• [TASK REQUIREMENTS]
Reproduce, word for word, the passage of the article below on AI-generated Linux kernel bug reports that begins with the words "Step Three: Investigate" and ends with "report is serious.".

• [SELECTED EXTRACT]
^^^^

Projects can add automated checks on the submission side. For example, before a bug report is accepted, the system could search for existing reports with similar code locations or error descriptions. While this duplicates some maintainer work, it catches duplicates early. It also teaches submitters to check for existing reports before hitting send.

Encourage Patch-Submission Culture

If a project rewards reports and patches equally, it will get more reports. If it explicitly prioritizes patches, contributors will invest time in understanding the code and writing fixes. Torvalds’ advice to “create a patch too” is a cultural lever. It shifts the incentive from volume to quality.

What Security Researchers Should Do Differently

If you are a security researcher using AI tools to scan Linux or any other open-source project, the message is clear. Your goal should not be to generate the highest number of reports. It should be to produce the highest quality findings. Here is a practical checklist that aligns with Torvalds’ expectations.

Step One: Run Your Scan Against the Latest Tree

Always pull the most recent kernel source before scanning. Many bugs that AI tools flag have already been fixed in a commit from last week. Checking the latest tree eliminates a large fraction of false positives and duplicates.

Step Two: Search Existing Reports and Patches

Before you write a report, search the kernel mailing list archives, the bug tracker, and recent patch submissions. If you find a thread about the same issue, add your analysis there. Do not open a new thread. This reduces noise and helps maintainers see all relevant information in one place.

Step Three: Investigate Until You Can Explain the Bug Without the Tool

The AI tool is a starting point, not an authority. Read the affected code. Understand the data flow. Determine whether the issue is exploitable. If you cannot explain the vulnerability in your own words, you are not ready to submit a report. Keep investigating until you can.

Step Four: Write a Patch or at Least a Concrete Fix Suggestion

A patch is the most valuable output you can produce. If you cannot write a full patch, write a detailed description of the fix. Identify the function that needs to change and describe the correct logic. This shows that you have done the work and that your report is serious.

Step Five: Be Prepared to Engage in the Discussion

Do not drop a report and walk away. Maintainers may ask clarifying questions. They may need you to test a proposed fix. They may discover that the issue is more complex than it first appeared. If you are not willing to engage, you are part of the noise. If you are willing to engage, you are part of the solution.

The Irony of AI Tools Intended to Improve Security

There is a bitter irony in the current situation. AI tools were supposed to make software more secure by finding bugs faster. Instead, in the Linux kernel project, they have created a bottleneck that slows down the entire vulnerability management pipeline. The tools are not the problem. The culture of how they are used is the problem.

When a tool produces output that no human validates, the output is not knowledge. It is data. The difference between data and knowledge is understanding. The kernel project needs knowledge, not data. The challenge for the community is to build norms that transform raw AI output into understanding and, from that understanding, into patches.

A Path Forward for AI-Assisted Vulnerability Research

The path forward requires maturity from both tool developers and tool users. Developers should design tools that highlight uncertainty, suggest verification steps, and link to existing reports. Users should treat the tool as a collaborator, not a replacement for their own judgment.

Kroah-Hartman’s optimism suggests that the community can adapt. The kernel project has weathered many changes over three decades. This one is about managing volume, not about a fundamental flaw in the approach. With clearer documentation, better cultural norms, and a commitment to quality over quantity, the Linux security list can become manageable again.

Torvalds’ message, as blunt as it was, is a call for contributors to level up. If you use an AI tool, use it as a starting point for deeper work. Do not be the person who sends a random report with no understanding. Be the person who reads the documentation, creates a patch, and adds real value. That is the difference between noise and contribution. That is the difference between a flooded inbox and a productive security process.

^^^^

• [SOURCE DATA]
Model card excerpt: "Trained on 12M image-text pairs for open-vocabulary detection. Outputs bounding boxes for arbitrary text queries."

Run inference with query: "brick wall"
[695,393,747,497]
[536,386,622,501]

^^^^

• [EXERCISE RESULT]
Step Three: Investigate Until You Can Explain the Bug Without the Tool

The AI tool is a starting point, not an authority. Read the affected code. Understand the data flow. Determine whether the issue is exploitable. If you cannot explain the vulnerability in your own words, you are not ready to submit a report. Keep investigating until you can.

Step Four: Write a Patch or at Least a Concrete Fix Suggestion

A patch is the most valuable output you can produce. If you cannot write a full patch, write a detailed description of the fix. Identify the function that needs to change and describe the correct logic. This shows that you have done the work and that your report is serious.